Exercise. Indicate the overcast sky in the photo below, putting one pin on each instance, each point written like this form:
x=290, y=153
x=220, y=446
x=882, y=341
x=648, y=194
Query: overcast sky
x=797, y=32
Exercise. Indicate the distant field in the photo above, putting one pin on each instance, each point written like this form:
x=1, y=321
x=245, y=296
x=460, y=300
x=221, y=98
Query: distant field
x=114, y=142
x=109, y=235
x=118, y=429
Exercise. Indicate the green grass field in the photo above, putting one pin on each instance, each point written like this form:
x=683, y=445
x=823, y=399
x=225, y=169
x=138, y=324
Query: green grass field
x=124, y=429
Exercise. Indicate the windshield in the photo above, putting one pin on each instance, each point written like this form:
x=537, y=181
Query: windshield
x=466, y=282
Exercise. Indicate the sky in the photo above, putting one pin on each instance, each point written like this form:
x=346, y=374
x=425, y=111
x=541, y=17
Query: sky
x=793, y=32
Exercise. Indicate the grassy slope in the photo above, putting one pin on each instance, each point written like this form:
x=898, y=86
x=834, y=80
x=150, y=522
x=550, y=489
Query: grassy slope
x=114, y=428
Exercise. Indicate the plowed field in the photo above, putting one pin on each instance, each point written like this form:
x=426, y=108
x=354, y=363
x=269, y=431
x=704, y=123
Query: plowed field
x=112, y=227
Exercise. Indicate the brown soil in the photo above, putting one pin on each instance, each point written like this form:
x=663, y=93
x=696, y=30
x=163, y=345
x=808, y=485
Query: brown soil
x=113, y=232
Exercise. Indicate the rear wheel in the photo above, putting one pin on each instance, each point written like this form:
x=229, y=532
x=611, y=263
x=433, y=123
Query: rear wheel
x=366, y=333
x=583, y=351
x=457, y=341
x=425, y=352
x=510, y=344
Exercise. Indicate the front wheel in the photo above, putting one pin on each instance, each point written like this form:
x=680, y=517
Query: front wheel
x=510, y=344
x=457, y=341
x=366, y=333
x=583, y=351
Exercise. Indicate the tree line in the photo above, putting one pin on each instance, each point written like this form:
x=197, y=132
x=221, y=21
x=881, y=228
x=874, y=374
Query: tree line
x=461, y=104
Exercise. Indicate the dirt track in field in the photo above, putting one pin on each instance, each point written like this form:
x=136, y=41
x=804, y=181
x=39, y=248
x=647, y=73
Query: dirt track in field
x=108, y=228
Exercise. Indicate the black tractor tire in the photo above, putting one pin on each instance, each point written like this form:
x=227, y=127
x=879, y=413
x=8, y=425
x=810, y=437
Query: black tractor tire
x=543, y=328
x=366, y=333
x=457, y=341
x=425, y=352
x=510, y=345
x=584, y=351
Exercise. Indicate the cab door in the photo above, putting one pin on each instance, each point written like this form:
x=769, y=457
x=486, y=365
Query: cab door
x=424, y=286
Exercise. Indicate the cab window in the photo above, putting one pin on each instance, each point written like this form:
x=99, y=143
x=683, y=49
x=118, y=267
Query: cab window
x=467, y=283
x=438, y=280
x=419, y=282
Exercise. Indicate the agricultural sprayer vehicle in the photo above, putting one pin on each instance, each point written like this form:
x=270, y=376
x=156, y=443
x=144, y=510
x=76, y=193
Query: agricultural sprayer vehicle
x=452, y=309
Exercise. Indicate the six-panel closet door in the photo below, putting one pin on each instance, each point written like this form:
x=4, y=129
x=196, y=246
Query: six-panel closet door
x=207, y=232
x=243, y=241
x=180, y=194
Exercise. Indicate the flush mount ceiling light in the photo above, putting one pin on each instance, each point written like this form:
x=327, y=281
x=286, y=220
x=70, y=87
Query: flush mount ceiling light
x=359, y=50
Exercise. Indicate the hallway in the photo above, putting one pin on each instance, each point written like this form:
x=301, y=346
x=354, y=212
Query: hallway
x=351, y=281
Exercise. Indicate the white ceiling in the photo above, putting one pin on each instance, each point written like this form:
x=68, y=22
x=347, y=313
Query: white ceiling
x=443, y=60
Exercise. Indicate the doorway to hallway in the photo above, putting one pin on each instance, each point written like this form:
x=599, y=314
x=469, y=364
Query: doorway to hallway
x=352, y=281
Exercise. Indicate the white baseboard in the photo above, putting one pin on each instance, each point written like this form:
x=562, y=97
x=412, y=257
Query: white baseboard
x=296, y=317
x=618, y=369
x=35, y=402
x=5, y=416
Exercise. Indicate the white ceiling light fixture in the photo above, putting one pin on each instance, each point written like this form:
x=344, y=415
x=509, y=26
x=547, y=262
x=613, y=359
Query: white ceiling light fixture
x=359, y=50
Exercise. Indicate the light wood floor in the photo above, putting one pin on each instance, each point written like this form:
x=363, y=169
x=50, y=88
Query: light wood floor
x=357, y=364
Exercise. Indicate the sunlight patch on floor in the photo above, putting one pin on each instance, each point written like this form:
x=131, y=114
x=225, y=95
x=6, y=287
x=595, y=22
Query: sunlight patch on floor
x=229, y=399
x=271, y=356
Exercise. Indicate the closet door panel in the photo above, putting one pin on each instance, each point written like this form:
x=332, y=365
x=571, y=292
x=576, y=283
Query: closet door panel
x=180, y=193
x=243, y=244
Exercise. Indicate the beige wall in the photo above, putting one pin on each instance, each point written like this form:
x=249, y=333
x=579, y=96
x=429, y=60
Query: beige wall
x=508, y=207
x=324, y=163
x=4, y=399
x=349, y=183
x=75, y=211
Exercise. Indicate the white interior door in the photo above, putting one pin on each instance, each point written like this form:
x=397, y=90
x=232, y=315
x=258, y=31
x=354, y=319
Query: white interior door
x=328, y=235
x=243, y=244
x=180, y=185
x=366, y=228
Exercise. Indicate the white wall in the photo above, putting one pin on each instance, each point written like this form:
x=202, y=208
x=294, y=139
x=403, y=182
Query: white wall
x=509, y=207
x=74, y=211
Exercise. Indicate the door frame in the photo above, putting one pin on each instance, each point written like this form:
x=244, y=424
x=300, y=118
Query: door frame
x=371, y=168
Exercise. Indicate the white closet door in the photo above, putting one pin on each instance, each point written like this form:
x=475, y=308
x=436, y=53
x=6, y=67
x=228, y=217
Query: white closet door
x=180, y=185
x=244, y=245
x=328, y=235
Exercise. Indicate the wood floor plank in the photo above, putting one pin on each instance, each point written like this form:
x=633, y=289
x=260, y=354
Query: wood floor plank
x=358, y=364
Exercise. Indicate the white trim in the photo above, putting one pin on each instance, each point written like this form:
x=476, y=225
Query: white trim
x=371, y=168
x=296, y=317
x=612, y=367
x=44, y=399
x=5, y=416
────────────────────────────────────────
### Aim
Write the listing out again, exactly as it reads.

### Answer for this exercise
Exercise. Indicate the overcast sky in the photo below, putting one pin on each instance, each point written like this form:
x=290, y=153
x=220, y=446
x=882, y=341
x=648, y=194
Query: overcast sky
x=797, y=32
Exercise. Indicate the distant field in the photo above, putting one pin on each instance, each point written like this form:
x=1, y=321
x=245, y=296
x=460, y=300
x=221, y=98
Query: distant field
x=114, y=142
x=109, y=235
x=118, y=429
Exercise. Indicate the green grass field in the photo above, putting one pin on each instance, each point written like this form:
x=683, y=445
x=823, y=399
x=225, y=169
x=138, y=324
Query: green grass field
x=124, y=429
Exercise. Indicate the windshield in the photo above, putting one pin on each instance, each point written like this form:
x=537, y=181
Query: windshield
x=466, y=282
Exercise. Indicate the sky in the photo above, putting one pin on each instance, each point written like this form:
x=346, y=374
x=425, y=111
x=541, y=17
Query: sky
x=793, y=32
Exercise. Indicate the grassy slope in the photo above, putting one pin on each instance, each point written like this form:
x=898, y=86
x=834, y=80
x=150, y=522
x=550, y=489
Query: grassy slope
x=114, y=428
Exercise. Indicate the plowed field in the photo above, putting one pin on each instance, each point written like this form:
x=426, y=108
x=354, y=363
x=269, y=431
x=704, y=123
Query: plowed field
x=112, y=227
Exercise. Indicate the brown soil in the photo above, putting one pin on each instance, each point written like this form:
x=663, y=93
x=696, y=30
x=163, y=345
x=808, y=485
Query: brown soil
x=113, y=232
Exercise. Indicate the rear wheel in the photo above, putting one pin on each instance, each point written like this form:
x=229, y=532
x=611, y=263
x=433, y=123
Query: rear wheel
x=366, y=333
x=583, y=351
x=457, y=341
x=425, y=352
x=510, y=344
Exercise. Indicate the front wheel in the photo above, putting one pin on each instance, each point written like this form:
x=680, y=517
Query: front wheel
x=510, y=344
x=457, y=341
x=366, y=333
x=583, y=351
Exercise. Indicate the tree line in the photo above, putting one pin on each instance, each point written like this form:
x=197, y=132
x=221, y=21
x=881, y=228
x=874, y=374
Query: tree line
x=461, y=104
Exercise. Indicate the dirt track in field in the photo above, putting one pin on each instance, each point written like this form:
x=136, y=41
x=804, y=181
x=39, y=248
x=647, y=73
Query: dirt track in field
x=108, y=228
Exercise. Indicate the black tractor tire in the photo above, putting one pin on each instance, each point written like this form:
x=227, y=127
x=879, y=413
x=8, y=425
x=810, y=437
Query: black tractor tire
x=543, y=328
x=366, y=333
x=457, y=341
x=425, y=352
x=510, y=345
x=584, y=351
Exercise. Indicate the cab door in the photo above, putting one pin on each instance, each point written like this form:
x=769, y=457
x=486, y=365
Query: cab door
x=424, y=286
Exercise. Indicate the cab window in the photo above, putting one pin on each instance, each point written like this form:
x=99, y=143
x=683, y=49
x=118, y=267
Query: cab window
x=467, y=283
x=438, y=280
x=419, y=282
Exercise. Indicate the agricultural sprayer vehicle in the photo above, putting one pin on each instance, each point written like this form:
x=270, y=376
x=156, y=443
x=144, y=510
x=76, y=193
Query: agricultural sprayer vehicle
x=452, y=309
Exercise. Indicate the six-panel closet door in the photo below, putting one pin on each instance, each point written like this form:
x=4, y=129
x=196, y=246
Query: six-panel closet door
x=207, y=232
x=243, y=241
x=180, y=194
Exercise. Indicate the flush mount ceiling light in the photo above, putting one pin on each instance, each point written like this form:
x=327, y=281
x=286, y=220
x=70, y=87
Query: flush mount ceiling light
x=359, y=50
Exercise. Indicate the hallway in the photo above, putting one pin on each instance, each point written like this form:
x=301, y=346
x=354, y=212
Query: hallway
x=351, y=281
Exercise. Indicate the white ceiling in the photo above, putting one pin on each instance, each point written like this form:
x=68, y=22
x=347, y=313
Query: white ceiling
x=443, y=60
Exercise. Indicate the doorway to hallway in the photo above, putting one pin on each instance, each point written like this form:
x=599, y=314
x=469, y=364
Query: doorway to hallway
x=352, y=281
Exercise. Indicate the white baseboard in the photo above, putting one pin on each instance, each point written like this form:
x=562, y=97
x=412, y=257
Query: white baseboard
x=296, y=317
x=618, y=369
x=35, y=402
x=5, y=416
Exercise. Indicate the white ceiling light fixture in the photo above, putting one pin on each instance, each point written like this form:
x=344, y=415
x=509, y=26
x=547, y=262
x=613, y=359
Query: white ceiling light fixture
x=359, y=50
Exercise. Indicate the light wood floor in the photo above, putting one pin on each instance, each point written like this form:
x=363, y=169
x=50, y=88
Query: light wood floor
x=357, y=364
Exercise. Indicate the sunlight patch on floor in the photo above, putting one pin on each instance, each point written like this form:
x=131, y=114
x=225, y=95
x=6, y=287
x=595, y=22
Query: sunlight patch on floor
x=229, y=399
x=271, y=356
Exercise. Indicate the closet door panel in the photo above, putting one pin on each instance, each point written like this form:
x=332, y=365
x=571, y=292
x=576, y=283
Query: closet door panel
x=180, y=193
x=243, y=244
Exercise. Indicate the beige wall in the photo above, putting one pin on each instance, each point written like this form:
x=249, y=333
x=579, y=96
x=429, y=60
Query: beige wall
x=508, y=207
x=324, y=163
x=4, y=399
x=349, y=183
x=75, y=211
Exercise. Indicate the white interior door in the photo above, putting one pin on each instance, each point written like this form:
x=397, y=90
x=232, y=315
x=258, y=31
x=354, y=319
Query: white interior door
x=328, y=235
x=243, y=244
x=180, y=185
x=366, y=228
Exercise. Indicate the white wall in the photo above, putting one pin on each instance, each point written like this form:
x=202, y=208
x=294, y=139
x=403, y=182
Query: white wall
x=509, y=207
x=74, y=211
Exercise. Indicate the door frame in the photo above, putting one pin on each instance, each point written like this form:
x=244, y=424
x=300, y=118
Query: door frame
x=371, y=168
Exercise. Indicate the white closet door in the photo above, putting one pin on each instance, each point written like this form:
x=475, y=308
x=436, y=53
x=6, y=67
x=228, y=217
Query: white closet door
x=180, y=185
x=244, y=245
x=328, y=235
Exercise. Indicate the wood floor plank in the photo above, putting one pin on each instance, each point written like this form:
x=633, y=289
x=260, y=354
Query: wood floor plank
x=358, y=364
Exercise. Indicate the white trim in the photo above, putting one pin on each instance, each point written like this form:
x=476, y=225
Query: white trim
x=371, y=168
x=296, y=317
x=612, y=367
x=44, y=399
x=5, y=416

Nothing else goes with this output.